[Source material start]
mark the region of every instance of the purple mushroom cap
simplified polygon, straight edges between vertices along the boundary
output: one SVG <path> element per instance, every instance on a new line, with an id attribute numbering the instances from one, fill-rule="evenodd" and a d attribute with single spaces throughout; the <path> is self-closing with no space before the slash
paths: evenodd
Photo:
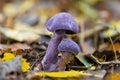
<path id="1" fill-rule="evenodd" d="M 64 39 L 58 45 L 58 51 L 68 51 L 72 52 L 73 54 L 77 55 L 80 52 L 80 47 L 77 43 L 70 39 Z"/>
<path id="2" fill-rule="evenodd" d="M 67 12 L 62 12 L 51 17 L 48 20 L 46 27 L 51 32 L 55 32 L 57 30 L 66 30 L 67 34 L 79 32 L 78 24 L 72 15 Z"/>

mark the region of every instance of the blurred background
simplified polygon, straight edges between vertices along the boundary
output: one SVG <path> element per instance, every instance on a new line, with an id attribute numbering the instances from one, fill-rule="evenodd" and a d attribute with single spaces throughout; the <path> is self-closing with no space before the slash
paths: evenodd
<path id="1" fill-rule="evenodd" d="M 80 43 L 99 32 L 102 38 L 112 37 L 120 30 L 119 7 L 120 0 L 0 0 L 0 41 L 34 42 L 40 35 L 51 37 L 45 24 L 60 12 L 69 12 L 79 24 Z M 117 32 L 111 29 L 113 26 Z M 101 32 L 106 28 L 109 30 Z"/>

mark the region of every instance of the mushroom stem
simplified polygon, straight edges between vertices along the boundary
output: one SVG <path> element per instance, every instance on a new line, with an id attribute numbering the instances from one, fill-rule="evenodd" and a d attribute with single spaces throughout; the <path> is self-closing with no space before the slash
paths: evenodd
<path id="1" fill-rule="evenodd" d="M 56 63 L 57 71 L 65 70 L 66 65 L 73 59 L 73 55 L 71 52 L 63 51 L 61 53 L 62 53 L 62 56 L 58 58 L 58 62 Z"/>
<path id="2" fill-rule="evenodd" d="M 49 71 L 50 66 L 57 62 L 57 55 L 58 55 L 57 47 L 61 42 L 64 34 L 65 34 L 65 31 L 59 30 L 59 31 L 56 31 L 53 37 L 51 38 L 46 54 L 42 60 L 43 70 Z"/>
[Source material end]
» **What this task involves**
Reproduce all of the data above verbatim, leaving out the pictures.

» **Solution for this task**
mark the region of every instance of the purple mushroom cap
simplified polygon, straight edges between vertices along the boundary
output: one SVG <path> element per instance, every instance on a new line, with an id attribute numbering the instances from one, fill-rule="evenodd" and a d attribute with single spaces throughout; the <path> is self-closing with no space before the slash
paths: evenodd
Photo:
<path id="1" fill-rule="evenodd" d="M 64 39 L 58 45 L 58 51 L 68 51 L 72 52 L 73 54 L 77 55 L 80 52 L 80 47 L 77 43 L 70 39 Z"/>
<path id="2" fill-rule="evenodd" d="M 67 12 L 62 12 L 51 17 L 48 20 L 46 27 L 51 32 L 55 32 L 57 30 L 66 30 L 67 34 L 79 32 L 78 24 L 72 15 Z"/>

mark the region of every instance of the blurred background
simplified polygon, straight edges between vertices along the boundary
output: one SVG <path> element per instance, every instance on a new line, with an id attribute numbering the instances from one, fill-rule="evenodd" and a d attribute with single spaces throughout; the <path> is self-closing with no space before the slash
paths: evenodd
<path id="1" fill-rule="evenodd" d="M 80 43 L 99 32 L 102 38 L 112 37 L 120 30 L 119 7 L 120 0 L 0 0 L 0 41 L 34 42 L 40 35 L 51 37 L 45 24 L 60 12 L 69 12 L 79 24 Z M 117 32 L 111 29 L 113 26 Z M 101 32 L 106 28 L 109 30 Z"/>

mark the region of every instance of the mushroom stem
simplified polygon, straight edges between vertices along the boundary
output: one SVG <path> element per instance, every instance on a new line, with an id attribute numbering the instances from one, fill-rule="evenodd" and a d attribute with single spaces throughout; the <path> is self-closing with no space before the slash
paths: evenodd
<path id="1" fill-rule="evenodd" d="M 56 63 L 57 71 L 65 70 L 66 65 L 73 59 L 73 55 L 71 52 L 63 51 L 61 53 L 62 53 L 62 56 L 58 58 L 58 62 Z"/>
<path id="2" fill-rule="evenodd" d="M 49 71 L 50 66 L 57 62 L 57 55 L 58 55 L 57 47 L 61 42 L 64 34 L 65 34 L 65 31 L 59 30 L 59 31 L 56 31 L 53 37 L 51 38 L 46 54 L 42 60 L 43 70 Z"/>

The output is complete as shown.